===== Reading passage =====

In a rare look at the effects of blood transfusions on long-term mortality in the general population, researchers in China have found that mortality from any cause sharply increased among those who had received transfusions, according to study findings published in Clinics.
The findings, stemming from an analysis covering more than 48,000 people in the National Health and Nutrition Examination Survey (NHANES) in the U.S., suggest that blood transfusions could pose a mortality risk over the long term that has not previously been recognized.
“Blood transfusion significantly impacts long-term all-cause mortality and cardiovascular mortality rates in the general U.S. population, potentially being an under-recognized risk factor for death,” said the researchers, led by Jie Shi, PhD, a researcher at the Second Hospital of Lanzhou University in China. “Thus, the effective management of blood transfusion in the general population may be beneficial.”
The study drew on data collected every two years in the NHANES survey, from 1999 to 2018, in which participants were asked whether they had ever had a blood transfusion. The participants’ responses were matched with records from the National Death Index. They were tracked until they died or until 2019, the last year data were available.
Out of 48,004 participants, 6,192 said they’d received blood transfusions. Those who did were mostly older, female, non-Hispanic white, had a body mass index of 30 or higher, and led a non-sedentary lifestyle, researchers found. They were also more likely to have received a transfusion in 1992 or later. They were less educated and more likely to have atherosclerotic cardiovascular disease (ASCVD), cancer, hypertension, diabetes, hyperlipidemia, or anemia, and used more coagulation-modulating drugs.

===== Data segment =====

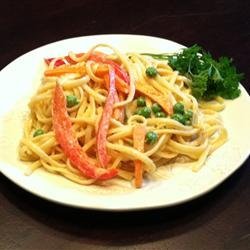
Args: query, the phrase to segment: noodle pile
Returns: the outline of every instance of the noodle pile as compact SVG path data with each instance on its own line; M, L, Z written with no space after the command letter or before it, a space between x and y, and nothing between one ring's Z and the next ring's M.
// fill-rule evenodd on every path
M160 61L138 53L121 54L115 48L101 44L93 47L86 54L69 53L68 58L74 62L69 65L65 58L54 58L47 66L47 72L53 69L81 68L81 72L68 72L58 75L46 75L42 78L36 94L29 103L30 114L25 121L24 135L19 147L22 161L29 163L32 173L44 168L54 174L62 175L73 182L87 185L96 179L84 174L72 164L58 142L54 126L52 102L56 84L59 84L65 96L75 96L78 102L67 107L72 129L81 150L87 155L93 166L99 166L97 156L97 132L109 87L105 79L98 74L98 67L105 63L91 60L97 47L108 47L113 51L106 55L127 72L129 86L127 92L119 92L113 109L107 132L106 148L109 155L107 169L115 168L118 177L133 180L135 160L143 166L143 177L155 174L161 166L183 165L198 171L207 157L227 140L227 131L218 116L224 108L223 99L210 102L198 102L190 90L190 80L173 71L167 61ZM98 53L98 52L97 52ZM57 66L58 61L64 65ZM148 67L157 69L156 77L148 77ZM150 93L147 93L149 91ZM136 112L137 98L143 97L147 107L159 101L166 117L144 117ZM157 98L156 98L157 97ZM171 118L164 109L180 102L185 110L193 113L191 124L184 125ZM121 111L121 112L120 112ZM124 113L122 113L122 111ZM123 117L122 115L123 114ZM158 140L154 144L144 144L144 150L134 147L133 130L137 125L144 126L146 132L153 131ZM34 136L37 129L43 133Z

=====

◆ **What is expected**
Continue the article on blood transfusions and long-term mortality from the point where it stops. The material has no connection to the article on blood transfusions and long-term mortality.

◆ **Output for this exercise**
The prevalence of ASCVD, cancer, hypertension, diabetes, and anemia was almost twice, or more than twice, as high for those receiving transfusions compared to those who had not.
Using propensity score matching, in which the traits of those who had received transfusions was matched with traits of those who had not, 6,116 pairs of cases were analyzed. The participants in these pairs were matched in age, sex, education, income, and health across seven conditions and diseases, including ASCVD, cancer, diabetes, and hypertension.
Researchers found that 2,082 participants who had received blood transfusions died. Over 10.8 years of follow-up, they found, after propensity-score matching, that blood transfusion was associated with nearly double the all-cause mortality rate (hazard ratio [HR] = 1.84; 95% CI 1.33-2.55; p<0.001), and increase in cardiovascular mortality rate (HR=2.37; 95% CI 1.41-3.98; p=0.001). However, they did not find a difference in cancer mortality rate between the groups (HR=0.90; 95% CI 0.40-2.04; p=0.800).
Previous work has suggested that blood transfusion increased the risk of repeated myocardial infarction (MI) and mortality, especially among those with ST-segment elevation MI, and that patients undergoing abdominal surgery had an increased MI incidence 72 hours after perioperative blood transfusion.
These links could be related to inflammatory and immune responses to infusions, which could feed hypercoagulability, researchers said. They cautioned, though, that the study was only observational and doesn’t establish cause.
“Further studies, including subgroup analysis,” they said, “are warranted to define the correlation between blood transfusion and mortality in specific populations.”
Any conflicts of interest declared by the authors can be found in the original article.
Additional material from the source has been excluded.